OBJECTIVE:
Reproduce verbatim only the lines from the one containing "# point at: red stone" through the last line below, both included.
─── RECORDS SUPPLIED
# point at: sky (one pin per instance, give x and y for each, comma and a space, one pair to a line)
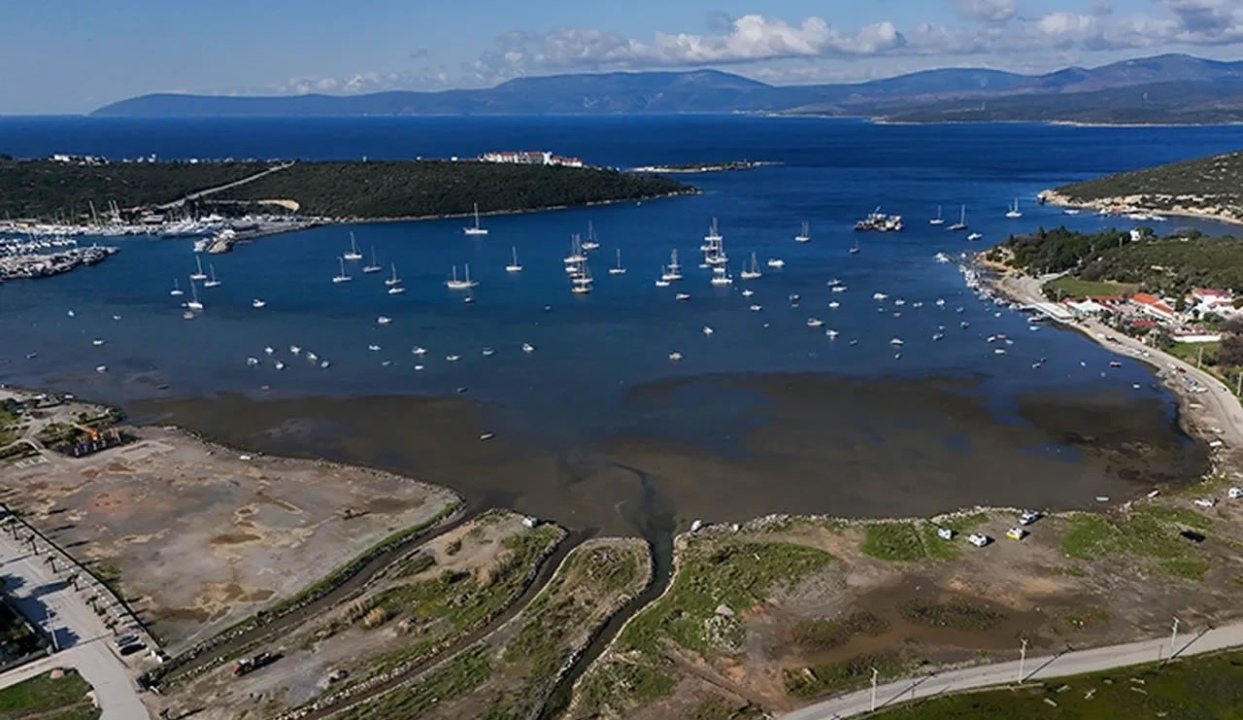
71, 56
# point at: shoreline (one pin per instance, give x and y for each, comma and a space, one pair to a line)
1052, 197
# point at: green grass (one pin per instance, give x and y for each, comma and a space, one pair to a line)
454, 679
42, 695
1150, 532
1203, 688
895, 541
737, 575
1073, 287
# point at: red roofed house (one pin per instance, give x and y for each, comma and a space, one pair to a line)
1152, 306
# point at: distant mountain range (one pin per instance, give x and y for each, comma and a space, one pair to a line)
1167, 88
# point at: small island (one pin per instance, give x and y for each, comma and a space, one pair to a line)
706, 167
1205, 188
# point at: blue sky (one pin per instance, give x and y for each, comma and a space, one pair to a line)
67, 56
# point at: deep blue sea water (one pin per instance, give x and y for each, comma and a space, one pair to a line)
589, 347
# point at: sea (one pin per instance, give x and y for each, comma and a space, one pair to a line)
593, 355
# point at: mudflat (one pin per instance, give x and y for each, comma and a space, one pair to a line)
201, 536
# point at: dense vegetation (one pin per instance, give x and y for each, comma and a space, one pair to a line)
46, 189
1212, 180
1205, 687
428, 188
1170, 265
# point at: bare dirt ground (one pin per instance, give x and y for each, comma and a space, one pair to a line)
341, 641
203, 536
903, 616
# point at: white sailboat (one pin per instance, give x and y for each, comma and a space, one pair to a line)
476, 229
465, 284
673, 271
199, 274
341, 276
194, 299
962, 221
373, 266
618, 269
353, 250
753, 271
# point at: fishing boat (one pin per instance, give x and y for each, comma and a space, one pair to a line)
373, 266
194, 299
476, 229
199, 274
618, 269
753, 271
464, 284
592, 243
353, 250
341, 276
962, 221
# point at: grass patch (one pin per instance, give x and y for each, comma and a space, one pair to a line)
1150, 532
821, 634
957, 614
1068, 286
832, 678
737, 575
1201, 688
42, 695
458, 677
895, 541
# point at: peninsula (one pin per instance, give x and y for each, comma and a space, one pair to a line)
95, 192
1202, 188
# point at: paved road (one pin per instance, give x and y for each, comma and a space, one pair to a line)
85, 641
1036, 668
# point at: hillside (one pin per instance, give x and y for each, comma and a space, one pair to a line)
46, 189
1210, 187
1169, 88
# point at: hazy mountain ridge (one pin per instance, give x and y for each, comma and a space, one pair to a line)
1118, 92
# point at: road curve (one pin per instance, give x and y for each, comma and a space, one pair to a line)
1036, 668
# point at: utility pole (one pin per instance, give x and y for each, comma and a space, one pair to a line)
1174, 637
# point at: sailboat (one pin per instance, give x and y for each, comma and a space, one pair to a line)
454, 284
591, 243
341, 276
199, 274
753, 271
673, 271
194, 299
476, 229
618, 269
353, 250
962, 221
373, 266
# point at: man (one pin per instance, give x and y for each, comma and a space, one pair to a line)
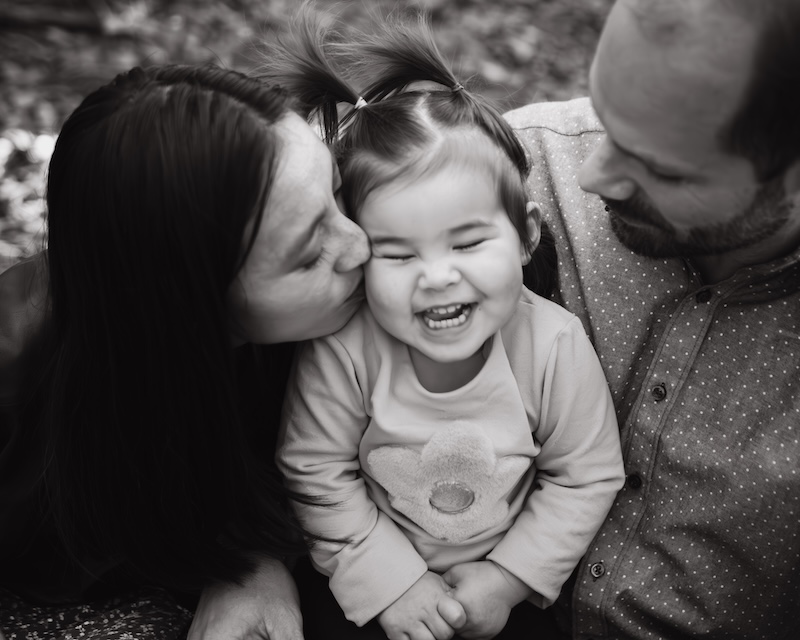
686, 273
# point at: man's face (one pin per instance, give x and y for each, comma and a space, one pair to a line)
669, 187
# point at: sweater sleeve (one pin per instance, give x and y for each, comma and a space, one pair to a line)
370, 561
578, 471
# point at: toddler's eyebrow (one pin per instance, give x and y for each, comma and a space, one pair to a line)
462, 228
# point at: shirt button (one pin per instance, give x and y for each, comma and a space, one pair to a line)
703, 296
659, 392
597, 569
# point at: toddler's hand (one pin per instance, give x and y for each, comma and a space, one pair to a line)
424, 612
487, 592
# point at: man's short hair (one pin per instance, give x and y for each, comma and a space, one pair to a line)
765, 128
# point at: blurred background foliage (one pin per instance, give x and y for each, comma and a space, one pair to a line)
54, 52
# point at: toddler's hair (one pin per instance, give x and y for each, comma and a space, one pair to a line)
412, 118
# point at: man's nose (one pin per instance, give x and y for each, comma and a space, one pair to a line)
604, 173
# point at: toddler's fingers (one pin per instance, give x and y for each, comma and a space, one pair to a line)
452, 612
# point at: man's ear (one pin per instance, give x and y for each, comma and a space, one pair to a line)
533, 226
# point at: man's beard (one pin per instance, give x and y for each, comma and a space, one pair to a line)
763, 217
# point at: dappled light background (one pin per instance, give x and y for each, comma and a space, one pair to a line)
54, 52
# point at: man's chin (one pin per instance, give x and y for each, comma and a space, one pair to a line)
648, 242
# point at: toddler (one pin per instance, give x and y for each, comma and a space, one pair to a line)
458, 431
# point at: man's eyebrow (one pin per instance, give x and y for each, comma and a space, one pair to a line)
648, 161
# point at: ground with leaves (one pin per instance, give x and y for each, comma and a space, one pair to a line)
53, 52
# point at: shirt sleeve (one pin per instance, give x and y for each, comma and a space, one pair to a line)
578, 471
371, 563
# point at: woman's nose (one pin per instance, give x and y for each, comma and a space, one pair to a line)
352, 245
439, 275
604, 173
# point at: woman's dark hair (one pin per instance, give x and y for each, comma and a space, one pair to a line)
412, 118
152, 184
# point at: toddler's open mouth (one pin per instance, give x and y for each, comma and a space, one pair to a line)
453, 315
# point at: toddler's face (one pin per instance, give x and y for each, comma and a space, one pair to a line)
446, 266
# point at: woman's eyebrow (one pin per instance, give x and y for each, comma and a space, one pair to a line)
302, 241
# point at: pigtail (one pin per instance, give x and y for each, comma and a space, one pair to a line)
400, 53
300, 62
397, 54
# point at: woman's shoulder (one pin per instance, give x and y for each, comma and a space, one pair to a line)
23, 303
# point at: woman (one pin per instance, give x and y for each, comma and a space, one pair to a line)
190, 211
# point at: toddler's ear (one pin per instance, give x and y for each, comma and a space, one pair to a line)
533, 224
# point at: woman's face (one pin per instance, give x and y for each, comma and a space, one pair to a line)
302, 278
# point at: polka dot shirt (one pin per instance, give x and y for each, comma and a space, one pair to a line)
704, 539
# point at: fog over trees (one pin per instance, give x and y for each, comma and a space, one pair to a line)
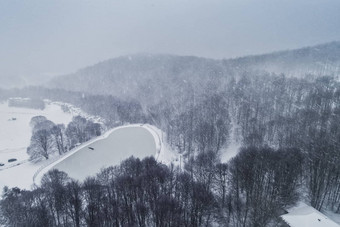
283, 108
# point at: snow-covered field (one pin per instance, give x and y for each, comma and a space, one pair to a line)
303, 215
15, 133
109, 149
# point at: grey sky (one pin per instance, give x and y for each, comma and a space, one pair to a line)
61, 36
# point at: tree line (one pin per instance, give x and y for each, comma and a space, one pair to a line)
251, 190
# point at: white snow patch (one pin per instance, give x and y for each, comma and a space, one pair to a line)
303, 215
15, 136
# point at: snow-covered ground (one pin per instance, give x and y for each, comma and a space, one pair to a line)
138, 140
15, 135
23, 173
303, 215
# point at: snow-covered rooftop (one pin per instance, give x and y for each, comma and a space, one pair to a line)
303, 215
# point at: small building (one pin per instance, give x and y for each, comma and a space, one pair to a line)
303, 215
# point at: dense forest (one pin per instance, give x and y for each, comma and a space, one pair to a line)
287, 123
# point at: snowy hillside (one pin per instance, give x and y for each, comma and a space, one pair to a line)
15, 138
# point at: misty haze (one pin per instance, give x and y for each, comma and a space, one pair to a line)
170, 113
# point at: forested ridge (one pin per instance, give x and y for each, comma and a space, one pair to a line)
288, 126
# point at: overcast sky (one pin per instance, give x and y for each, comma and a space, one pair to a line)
61, 36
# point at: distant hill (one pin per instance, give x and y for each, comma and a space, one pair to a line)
317, 60
144, 77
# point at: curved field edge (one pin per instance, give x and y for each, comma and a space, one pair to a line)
163, 153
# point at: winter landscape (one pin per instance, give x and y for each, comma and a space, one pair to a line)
170, 113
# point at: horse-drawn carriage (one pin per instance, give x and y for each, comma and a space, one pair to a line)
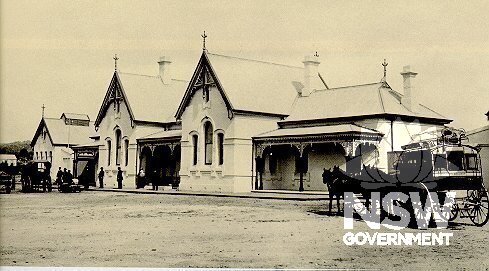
36, 176
443, 164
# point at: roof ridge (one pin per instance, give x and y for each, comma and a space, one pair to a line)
152, 76
359, 85
130, 73
258, 61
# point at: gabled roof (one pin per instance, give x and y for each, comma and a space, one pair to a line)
62, 134
356, 101
250, 85
147, 98
76, 116
5, 156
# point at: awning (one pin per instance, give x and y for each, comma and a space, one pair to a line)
173, 135
333, 132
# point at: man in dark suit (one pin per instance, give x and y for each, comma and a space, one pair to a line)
101, 177
119, 178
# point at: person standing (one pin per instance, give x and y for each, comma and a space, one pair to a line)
154, 180
119, 178
59, 176
64, 178
101, 177
141, 179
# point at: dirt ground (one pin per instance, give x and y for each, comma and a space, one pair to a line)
102, 229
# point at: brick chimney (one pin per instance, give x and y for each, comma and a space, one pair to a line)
165, 69
311, 64
409, 99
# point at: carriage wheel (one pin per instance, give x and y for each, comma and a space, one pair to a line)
454, 212
478, 203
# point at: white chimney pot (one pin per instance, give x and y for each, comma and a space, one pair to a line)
165, 69
410, 98
311, 64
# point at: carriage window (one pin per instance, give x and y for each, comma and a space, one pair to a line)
118, 147
455, 160
220, 143
471, 161
393, 160
272, 163
109, 151
208, 142
440, 161
195, 140
126, 152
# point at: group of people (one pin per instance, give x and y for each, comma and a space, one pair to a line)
101, 175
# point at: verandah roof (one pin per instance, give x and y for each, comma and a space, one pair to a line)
329, 132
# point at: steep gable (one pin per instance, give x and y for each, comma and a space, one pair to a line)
247, 85
146, 97
204, 77
115, 94
61, 134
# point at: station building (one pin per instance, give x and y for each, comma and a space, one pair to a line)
240, 124
55, 137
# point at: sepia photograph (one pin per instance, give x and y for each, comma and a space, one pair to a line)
164, 134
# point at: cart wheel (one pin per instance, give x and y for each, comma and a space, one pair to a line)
478, 203
454, 212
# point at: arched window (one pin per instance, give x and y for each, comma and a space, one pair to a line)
109, 151
126, 151
117, 147
208, 142
220, 145
195, 141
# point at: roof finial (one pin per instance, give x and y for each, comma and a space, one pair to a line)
385, 70
115, 61
203, 37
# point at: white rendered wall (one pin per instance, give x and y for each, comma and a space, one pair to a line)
235, 175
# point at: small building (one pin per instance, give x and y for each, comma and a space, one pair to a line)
55, 137
9, 159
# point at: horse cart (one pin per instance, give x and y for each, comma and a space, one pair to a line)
443, 164
36, 177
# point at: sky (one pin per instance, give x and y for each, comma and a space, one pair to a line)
59, 53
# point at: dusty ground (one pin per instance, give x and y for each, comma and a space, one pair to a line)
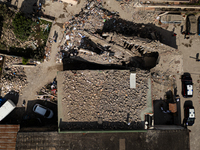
44, 73
188, 48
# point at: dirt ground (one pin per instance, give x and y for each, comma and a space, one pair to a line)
177, 64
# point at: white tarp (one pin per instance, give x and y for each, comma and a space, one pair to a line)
132, 80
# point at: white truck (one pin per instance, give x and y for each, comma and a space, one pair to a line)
6, 108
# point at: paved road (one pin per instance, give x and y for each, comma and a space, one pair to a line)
192, 66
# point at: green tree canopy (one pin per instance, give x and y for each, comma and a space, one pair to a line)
22, 26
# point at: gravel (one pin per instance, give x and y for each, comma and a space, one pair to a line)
90, 95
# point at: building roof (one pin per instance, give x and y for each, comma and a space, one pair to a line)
8, 135
152, 140
89, 96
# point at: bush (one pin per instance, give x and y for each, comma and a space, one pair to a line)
22, 26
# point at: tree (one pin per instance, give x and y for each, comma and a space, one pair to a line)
22, 26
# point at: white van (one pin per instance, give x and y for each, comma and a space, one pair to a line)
6, 108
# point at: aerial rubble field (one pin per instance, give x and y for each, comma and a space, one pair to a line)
101, 36
90, 95
13, 78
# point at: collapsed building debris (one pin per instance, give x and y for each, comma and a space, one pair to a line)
101, 36
49, 91
88, 95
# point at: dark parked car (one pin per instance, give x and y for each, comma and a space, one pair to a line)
191, 24
187, 86
189, 115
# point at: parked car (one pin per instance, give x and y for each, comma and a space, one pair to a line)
171, 18
187, 86
191, 25
43, 111
189, 115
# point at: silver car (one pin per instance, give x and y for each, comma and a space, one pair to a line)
43, 111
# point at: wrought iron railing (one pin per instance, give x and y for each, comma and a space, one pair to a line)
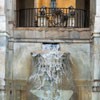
52, 17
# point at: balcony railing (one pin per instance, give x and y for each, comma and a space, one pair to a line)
52, 17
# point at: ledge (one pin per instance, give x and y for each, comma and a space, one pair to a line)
52, 28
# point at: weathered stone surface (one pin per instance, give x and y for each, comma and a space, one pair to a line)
22, 59
80, 59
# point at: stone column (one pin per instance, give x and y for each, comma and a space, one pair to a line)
3, 49
96, 54
36, 3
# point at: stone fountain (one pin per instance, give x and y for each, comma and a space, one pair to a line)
51, 69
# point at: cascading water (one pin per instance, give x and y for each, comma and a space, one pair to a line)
47, 75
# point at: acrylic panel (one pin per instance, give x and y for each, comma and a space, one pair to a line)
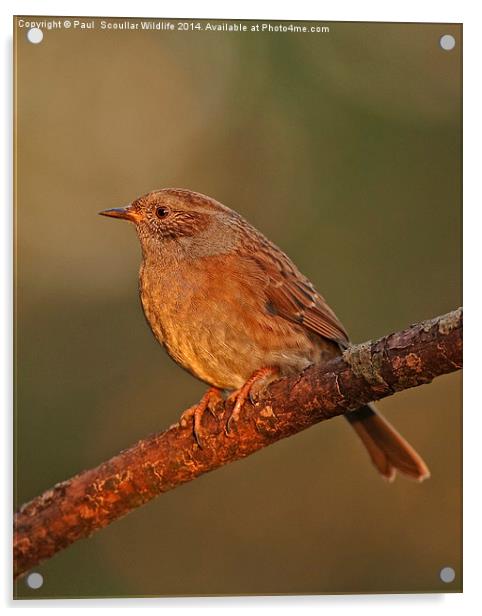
341, 143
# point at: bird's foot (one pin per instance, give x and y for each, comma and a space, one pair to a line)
240, 396
195, 412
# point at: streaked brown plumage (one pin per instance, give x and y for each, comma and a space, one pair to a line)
231, 308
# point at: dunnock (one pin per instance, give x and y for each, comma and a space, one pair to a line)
231, 308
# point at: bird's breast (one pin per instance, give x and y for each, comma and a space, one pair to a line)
213, 320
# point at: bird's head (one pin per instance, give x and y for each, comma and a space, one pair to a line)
179, 219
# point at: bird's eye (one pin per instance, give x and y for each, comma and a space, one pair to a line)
162, 212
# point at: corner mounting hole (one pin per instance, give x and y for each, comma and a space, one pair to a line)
447, 575
35, 581
35, 35
447, 42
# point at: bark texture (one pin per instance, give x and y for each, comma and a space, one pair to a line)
76, 508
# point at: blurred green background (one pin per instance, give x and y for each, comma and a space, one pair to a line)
344, 149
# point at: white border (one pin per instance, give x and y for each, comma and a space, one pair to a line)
353, 10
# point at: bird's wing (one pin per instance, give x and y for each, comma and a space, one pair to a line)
291, 295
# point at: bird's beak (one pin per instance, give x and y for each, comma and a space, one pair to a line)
127, 213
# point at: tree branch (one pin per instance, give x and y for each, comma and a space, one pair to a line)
78, 507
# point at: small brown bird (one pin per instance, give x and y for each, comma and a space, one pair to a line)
231, 308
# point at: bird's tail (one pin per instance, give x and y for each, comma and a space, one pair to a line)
388, 450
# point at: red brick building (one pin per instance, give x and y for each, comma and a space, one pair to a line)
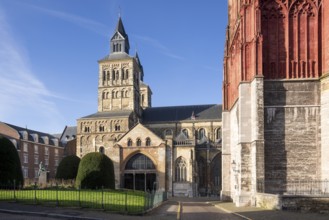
34, 147
276, 96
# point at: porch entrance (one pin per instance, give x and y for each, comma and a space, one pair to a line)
140, 174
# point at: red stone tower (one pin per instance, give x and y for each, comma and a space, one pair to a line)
276, 95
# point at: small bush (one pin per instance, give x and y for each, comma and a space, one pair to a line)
95, 171
10, 164
68, 168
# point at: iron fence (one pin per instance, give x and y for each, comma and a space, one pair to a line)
296, 187
122, 201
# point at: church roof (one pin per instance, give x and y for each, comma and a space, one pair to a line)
120, 28
115, 114
182, 113
116, 56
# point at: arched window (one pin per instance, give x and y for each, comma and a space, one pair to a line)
218, 133
101, 150
148, 142
130, 143
180, 170
139, 142
185, 131
168, 132
202, 133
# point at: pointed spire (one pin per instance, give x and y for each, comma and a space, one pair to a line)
120, 28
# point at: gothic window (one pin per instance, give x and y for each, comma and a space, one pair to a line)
140, 162
168, 132
101, 150
138, 142
180, 170
185, 131
202, 133
148, 142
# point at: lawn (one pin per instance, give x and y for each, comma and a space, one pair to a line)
111, 200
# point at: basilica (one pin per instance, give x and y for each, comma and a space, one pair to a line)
176, 149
──────
EXERCISE OUTPUT:
# point at: red stone tower (one pin per instance, give x and y for each, comma and a space, one pair to a line)
276, 95
# point at: small bush (one pin per instance, give x and y for each, comma and a space, one pair to a line)
95, 171
10, 164
68, 168
# point at: iron fence (one pin per instance, give x and y for each, comma and a space, one pair to a line)
296, 187
122, 201
# point at: church roof (one pin per instance, give x and y for each, comma and a space, one pair to a line)
120, 28
115, 114
182, 113
116, 56
# point at: arched window (one pin per instance, give x and y for each, comma and a space, one pair to a line)
218, 133
101, 150
148, 142
130, 143
180, 170
139, 142
185, 131
168, 132
202, 133
# point at: pointed spire (one pin per instance, give x and y for each, comma and a space, one pair to a line)
120, 28
# point at: gothic window (one pin per instance, give x and y for each, comma and a space, one pair to a line)
140, 162
168, 132
101, 150
138, 142
180, 170
185, 131
202, 133
148, 142
# point at: lawn (one pin per instance, give x and y for each, comma and a space, one pair to a line)
111, 200
# point at: basilica (one pin per instance, give x and y for each, comma and a space, one pair to a line)
176, 149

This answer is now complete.